| SUPPLIED PASSAGE |
==*==
# Importing Scirocco to USA from Germany, is it eligible?



## Scirocco2USA (Jan 30, 2015)

Greetings: I just bought a 2012 VW Scirocco 2.0 TDI R Line, in Germany... I am an american living in Finland, and in NY. My hope was to ship this baby to NY, but it seems that this is not possible! I have reached out to Registered Importers in the US, who have said they are not able to modify this EU car for US specs. One said because it needs to be crash tested. Is this true? Does anyone have any experience doing this, with a Scirocco? Another one said he thinks VW is trying to limit non US Scirocco models, so they make it next to impossible to do this (meaning expensive). As an alternative, I can ship it Finland, but this thing is a real work of art, and I'd really like to have it stateside. Any help anyone can give, is much appreciated!

thanks


----------



## VWFast96 (Mar 25, 2006)

Scirocco2USA said:


> Greetings: I just bought a 2012 VW Scirocco 2.0 TDI R Line, in Germany... I am an american living in Finland, and in NY. My hope was to ship this baby to NY, but it seems that this is not possible! I have reached out to Registered Importers in the US, who have said they are not able to modify this EU car for US specs. One said because it needs to be crash tested. Is this true? Does anyone have any experience doing this, with a Scirocco? Another one said he thinks VW is trying to limit non US Scirocco models, so they make it next to impossible to do this (meaning expensive). As an alternative, I can ship it Finland, but this thing is a real work of art, and I'd really like to have it stateside. Any help anyone can give, is much appreciated!
==*==
| EXTRACTED ENTRIES |

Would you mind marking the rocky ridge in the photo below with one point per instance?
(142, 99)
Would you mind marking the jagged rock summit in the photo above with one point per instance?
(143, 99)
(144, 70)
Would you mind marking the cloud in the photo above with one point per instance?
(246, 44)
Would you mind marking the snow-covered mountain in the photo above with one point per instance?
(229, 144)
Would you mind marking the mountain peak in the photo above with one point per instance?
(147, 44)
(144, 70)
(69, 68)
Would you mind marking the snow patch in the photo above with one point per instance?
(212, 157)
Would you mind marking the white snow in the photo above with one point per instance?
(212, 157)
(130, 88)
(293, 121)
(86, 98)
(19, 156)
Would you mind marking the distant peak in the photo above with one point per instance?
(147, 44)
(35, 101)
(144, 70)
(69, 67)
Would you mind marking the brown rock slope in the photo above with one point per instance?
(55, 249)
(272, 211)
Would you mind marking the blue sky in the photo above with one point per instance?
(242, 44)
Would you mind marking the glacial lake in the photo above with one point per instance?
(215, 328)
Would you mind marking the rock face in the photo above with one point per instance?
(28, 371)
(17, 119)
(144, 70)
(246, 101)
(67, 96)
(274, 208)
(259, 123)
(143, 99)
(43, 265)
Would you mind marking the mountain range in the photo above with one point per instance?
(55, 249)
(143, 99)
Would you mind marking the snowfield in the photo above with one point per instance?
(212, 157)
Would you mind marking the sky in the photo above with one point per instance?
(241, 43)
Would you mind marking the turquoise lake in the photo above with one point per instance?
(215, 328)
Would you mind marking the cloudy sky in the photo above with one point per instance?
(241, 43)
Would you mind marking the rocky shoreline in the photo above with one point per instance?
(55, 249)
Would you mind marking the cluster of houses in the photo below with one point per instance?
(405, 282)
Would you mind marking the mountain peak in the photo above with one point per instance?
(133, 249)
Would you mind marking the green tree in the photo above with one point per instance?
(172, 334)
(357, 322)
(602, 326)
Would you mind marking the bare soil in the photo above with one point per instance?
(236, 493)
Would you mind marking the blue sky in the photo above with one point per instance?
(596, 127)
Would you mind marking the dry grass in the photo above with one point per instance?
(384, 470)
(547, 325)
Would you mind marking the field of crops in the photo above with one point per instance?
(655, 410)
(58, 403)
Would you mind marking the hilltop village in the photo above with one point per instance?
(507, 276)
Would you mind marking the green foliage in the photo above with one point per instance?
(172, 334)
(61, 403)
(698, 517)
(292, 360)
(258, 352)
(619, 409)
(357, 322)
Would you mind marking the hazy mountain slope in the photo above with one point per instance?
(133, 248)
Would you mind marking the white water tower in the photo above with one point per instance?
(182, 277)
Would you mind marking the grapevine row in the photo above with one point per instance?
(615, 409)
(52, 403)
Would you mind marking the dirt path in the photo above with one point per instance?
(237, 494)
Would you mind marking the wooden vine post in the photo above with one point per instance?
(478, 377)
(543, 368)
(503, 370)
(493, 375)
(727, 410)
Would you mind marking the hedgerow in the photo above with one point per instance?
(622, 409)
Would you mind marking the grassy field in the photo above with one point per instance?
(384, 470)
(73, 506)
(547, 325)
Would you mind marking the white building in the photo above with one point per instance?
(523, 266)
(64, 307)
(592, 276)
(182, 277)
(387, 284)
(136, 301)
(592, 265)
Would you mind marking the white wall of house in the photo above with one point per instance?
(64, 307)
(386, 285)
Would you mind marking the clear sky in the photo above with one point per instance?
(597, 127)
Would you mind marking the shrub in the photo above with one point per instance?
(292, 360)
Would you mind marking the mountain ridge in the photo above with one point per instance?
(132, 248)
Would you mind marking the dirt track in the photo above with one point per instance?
==*==
| WRITTEN REQUEST |
Extend the forum thread on importing a German Scirocco to the US, picking up after its last line. The records are separate from the forum thread and are not part of it.

| WRITTEN ANSWER |
> 
> thanks


In a word, no.
In a few more words:
It is not 25 years old (exempt from testing, regulations, etc...)
You WOULD have to crash test it, therefore you'd have to buy and import MULTIPLE Sciroccos
It is NOT "substantially similar" to a vehicle sold here
Just read this:
http://jalopnik.com/here-are-the-four-legal-ways-to-import-a-car-to-the-uni-1682067632

Sorry, it'll have to stay in Europe.


----------



## smgs92 (May 21, 2013)

Import to Canada drive it to NY keep for a track car or figure out how to make it street legal with it already there.


----------



## britishrocco (Dec 14, 2006)

smgs92 said:


> Import to Canada drive it to NY keep for a track car or figure out how to make it street legal with it already there.


not legal in canada either


----------



## GTINC (Jan 28, 2005)

smgs92 said:


> Import to Canada drive it to NY keep for a track car or figure out how to make it street legal with it already there.


And how would he register and insure it?


----------



## BlueJay83 (Feb 14, 2015)

Sorry to give you the bad news, but you would risk having the car impounded with no recourse if you were able to get it to US shores. I have imported 3 Land Rover Series/Defenders over the last several years, and the US "Gubment" is strict about import violations. All of my Landies have been 25 years old or older (to avoid the hiring of a Registered Importer and an engineering firm to do all of the safety proof testing as VWFast96 alluded to in his response). Even then, each vehicle got the "hairy eye ball" inspection as if I was also smuggling an illegal substances into the US. 
Once I got my trucks back to my home state, I had to fight to get them to get inspected, titled, and registered. The Delaware DMV auto database only lists North American spec vehicles, so they have to create the vehicle specifics each time (these are generally employees who do only the minimum amount of work, nothing more). Over time, I have learned how to communicate with my DMV, and fortunately, I have driven away with each truck legally represented. Much less risky..
Kind regards,
Beans

2010 JSW tdi
1986 Land Rover Santana SIII diesel
1984 Land Rover Defender 110 Pick Up diesel


----------



## GTINC (Jan 28, 2005)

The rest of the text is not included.